- **PROVIDED TEXT**
******************************
New Zealand has become the ‘doomsday resort’ and #1 pandemic escape destination for America’s rich.
Those in Silicon Valley or Manhattan lucky enough to have caught the last international flights into Auckland before borders were shut to foreign travelers late last month — to say nothing of the uptick in private jets landing in the country even days after the ban took effect — in many cases for the first time moved into their multi-million dollar specially designed luxury doomsday bunkers.
Bloomberg profiles how rich Americansescaped in droves just as US coronavirus cases began to explode, arriving in isolated and beautiful New Zealand over 1,000 miles off Australia’s southern coast — and among the least impacted countries on the earth, currently at a little over 1,400 COVID-19 cases and 12 deaths, out of a population of almost 5 million.
“As coronavirus infections tore across the U.S. in early March, a Silicon Valley executive called the survival shelter manufacturer Rising S Co. He wanted to know how to open the secret door to his multimillion-dollar bunker 11 feet underground in New Zealand,” the Bloomberg story begins dramatically enough.
“He went out to New Zealand to escape everything that’s happening,” Gary Lynch, general manager of Rising S Co., described of one elite bunker owner. “And as far as I know, he’s still there.” The Texas-based company specializing in high-tech luxury survival bunkers and homes has multiple such clients moving into what are often their third or fourth homes designed specifically for just such an apocalyptic pandemic or other scenario.
“For years, New Zealand has featured prominently in the doomsday survival plans of wealthy Americans worried that, say, a killer germ might paralyze the world,” writes Bloomberg.
Rising S Co. has planted about 10 private bunkers in New Zealand over the past several years. The average cost is $3 million for a shelter weighing about 150 tons, but it can easily go as high as $8 million with additional features like luxury bathrooms, game rooms, shooting ranges, gyms, theaters and surgical beds.
The ultra-wealthy have long bet that New Zealand would be the safest place in the world to hunker down during a global crisis, and so far that bet is proving right.
One popular such destination within the country is Waiheke Island, dubbed “the Hamptons of New Zealand” for the high concentration of billionaires who enjoy local wineries and elite eateries set amidst cliff-top mansions and breathtaking views of the ocean.
******************************
- **DATA EXTRACT**
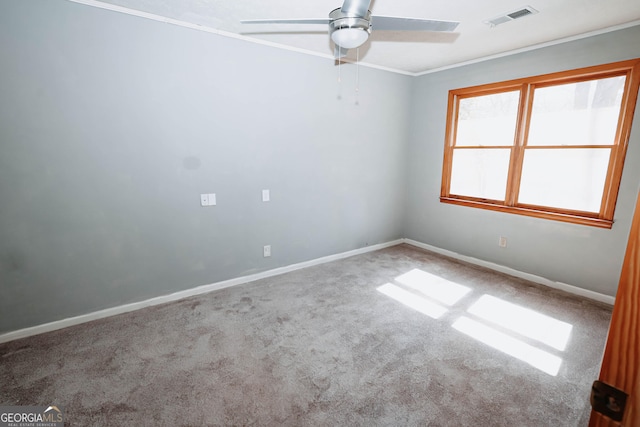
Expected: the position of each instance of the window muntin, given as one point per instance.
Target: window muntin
******************************
- **ACTIONS TO TAKE**
1. According to the article on wealthy Americans fleeing to New Zealand, why is Waiheke Island called "the Hamptons of New Zealand"?
2. Duplicate the passage of the article on wealthy Americans fleeing to New Zealand, starting with "One popular such" and going on through "of the ocean.".
3. Pick up the article on wealthy Americans fleeing to New Zealand from where it stops, and keep writing.

- **EXPECTED RESULTS**
1. Waiheke Island gets that name because of its high concentration of billionaires. They enjoy the local wineries and elite eateries set among cliff-top mansions with sweeping ocean views.

2.
One popular such destination within the country is Waiheke Island, dubbed “the Hamptons of New Zealand” for the high concentration of billionaires who enjoy local wineries and elite eateries set amidst cliff-top mansions and breathtaking views of the ocean.

3.
Mihai Dinulescu, a 34-year old Silicon Valley entrepreneur who fled to New Zealand said “a lot of venture capital people I know were not afraid enough in time for the border close.”
He added somewhat ominously: “And now they can’t get in.”
“Over the years, the moneyed North Americans who have managed to wrangle properties there include hedge-fund pioneer Julian Robertson, Hollywood film director James Cameron and PayPal Holdings Inc. co-founder Peter Thiel, who has two estates in New Zealand, one of which features views of snow-capped mountains and has a safe room,” Bloomberg describes.
Tech leaders have long been smitten by picturesque New Zealand’s potential as a place to ride out the apocalypse, given its extreme isolation – now its biggest strength. Billionaire Thiel, who in 2011 became a joint US-New Zealand citizen years ago described it as “utopia”.
Kiwis fully expected the recent boom in billionaire doomsday prepper homes to continue. One local luxury home company related the example of a $12 million house which had an “air tunnel” marked in the foundation plans that could easily fit four people walking shoulder-to-shoulder. “It was quite obviously an escape tunnel in the basement,” he said.
This as more broadly the disaster preparedness industry is generally expected to grow around the world.
However, those without such means can only ‘stay behind’ and watch as the super-wealthy flee virus hotspots for safer and more comfortable climes.